» **What the task requires**
Please quote the book blurb and author interview below word for word, in full.

A sophisticated, layered, and heartachingly beautiful story about the power of family and friends, the choices we all make—and the ultimate choice Mia commands.

-----

What was your inspiration for If I Stay?

There were a number of inspirations. Music, people I love. Oregon. It was also inspired by a real-life tragedy that happened several years ago.

I read on your website that you wrote for Seventeen magazine, as well as a bunch of other well known magazines. What was that like?

It was pretty great. Especially all the work I did for Seventeen. I worked for the magazine for 5 years--3 on staff and 2 as a contributing writer--and I got to travel all over the country and world meeting teenagers from every walk of life and they truly inspired me. I know that sounds cheesy but it's true. And the people I met and those experiences pop up in my fiction all over the place, as an inspiration for my first YA novel (Sisters in Sanity) and then in small random ways. I also loved writing for Seventeen because young readers responded to your stories with so much enthusiasm (even if it was sometimes to tell you that you got something totally wrong and you were an idiot). That kind of engagement is a gift. Older readers were kind of boring by comparison.

I've heard that you've traveled around the world. What was the most memorable experience from those trips?

I went around the world for a year with my husband, Nick. We left in January 2002 so a few months after 9/11. We live in New York City so the attacks were pretty intense for us. One of the amazing experiences of that year around the world was traveling in the wake of 9/11 and having people everywhere—and I mean everywhere, I'm talking about Palestinian taxi drivers in Dubai, transvestites in Tonga, homeless street kids in Cambodia, hotel owners in Zambia—offering their condolences for New York and the Twin Towers. That was one touching thing. Another crazy thing was every so often I'd be somewhere—at a hip hop concert in the middle of Tanzania, or in the mountains of Kazakhstan with a bunch of role-playing Tolkien fanatics—and I'd realize that I was glimpsing a side of the world that few outsiders saw.

» **Source excerpt**
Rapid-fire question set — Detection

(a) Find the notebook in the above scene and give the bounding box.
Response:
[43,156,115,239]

» **Written solution**
A sophisticated, layered, and heartachingly beautiful story about the power of family and friends, the choices we all make—and the ultimate choice Mia commands.

-----

What was your inspiration for If I Stay?

There were a number of inspirations. Music, people I love. Oregon. It was also inspired by a real-life tragedy that happened several years ago.

I read on your website that you wrote for Seventeen magazine, as well as a bunch of other well known magazines. What was that like?

It was pretty great. Especially all the work I did for Seventeen. I worked for the magazine for 5 years--3 on staff and 2 as a contributing writer--and I got to travel all over the country and world meeting teenagers from every walk of life and they truly inspired me. I know that sounds cheesy but it's true. And the people I met and those experiences pop up in my fiction all over the place, as an inspiration for my first YA novel (Sisters in Sanity) and then in small random ways. I also loved writing for Seventeen because young readers responded to your stories with so much enthusiasm (even if it was sometimes to tell you that you got something totally wrong and you were an idiot). That kind of engagement is a gift. Older readers were kind of boring by comparison.

I've heard that you've traveled around the world. What was the most memorable experience from those trips?

I went around the world for a year with my husband, Nick. We left in January 2002 so a few months after 9/11. We live in New York City so the attacks were pretty intense for us. One of the amazing experiences of that year around the world was traveling in the wake of 9/11 and having people everywhere—and I mean everywhere, I'm talking about Palestinian taxi drivers in Dubai, transvestites in Tonga, homeless street kids in Cambodia, hotel owners in Zambia—offering their condolences for New York and the Twin Towers. That was one touching thing. Another crazy thing was every so often I'd be somewhere—at a hip hop concert in the middle of Tanzania, or in the mountains of Kazakhstan with a bunch of role-playing Tolkien fanatics—and I'd realize that I was glimpsing a side of the world that few outsiders saw.